[Labeled-object pointing entries]
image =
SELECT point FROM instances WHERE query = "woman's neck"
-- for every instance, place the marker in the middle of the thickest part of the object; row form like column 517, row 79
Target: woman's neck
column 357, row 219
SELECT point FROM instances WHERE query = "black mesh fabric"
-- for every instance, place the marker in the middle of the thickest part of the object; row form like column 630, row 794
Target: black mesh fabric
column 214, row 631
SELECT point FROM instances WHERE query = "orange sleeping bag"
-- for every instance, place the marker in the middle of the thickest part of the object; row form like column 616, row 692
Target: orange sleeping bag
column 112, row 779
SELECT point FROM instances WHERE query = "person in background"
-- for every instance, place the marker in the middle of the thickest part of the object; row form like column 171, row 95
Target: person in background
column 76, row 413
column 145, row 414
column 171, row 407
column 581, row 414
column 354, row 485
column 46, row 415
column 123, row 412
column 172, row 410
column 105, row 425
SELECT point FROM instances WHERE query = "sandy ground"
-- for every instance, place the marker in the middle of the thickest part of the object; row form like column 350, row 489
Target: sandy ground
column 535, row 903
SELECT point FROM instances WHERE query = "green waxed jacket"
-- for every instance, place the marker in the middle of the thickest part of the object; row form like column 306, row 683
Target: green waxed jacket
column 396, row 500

TO BE DONE: Reproduce the stretch of the items from their start through the line that contains "column 112, row 779", including that line, with every character unchanged.

WRITTEN SOLUTION:
image =
SELECT point FROM instances WHERE query = "woman's neck"
-- for every instance, place the marker in the middle of the thickest part of the object; row form like column 517, row 79
Target: woman's neck
column 357, row 219
SELECT point FROM instances WHERE query = "black mesh fabric"
-- for every instance, place the marker in the middle of the thickest part of the object; row form like column 630, row 794
Target: black mesh fabric
column 214, row 631
SELECT point FROM instances WHERE query = "orange sleeping bag"
-- for every instance, place the marker in the middle of the thickest part of the object; row form like column 616, row 692
Target: orange sleeping bag
column 112, row 779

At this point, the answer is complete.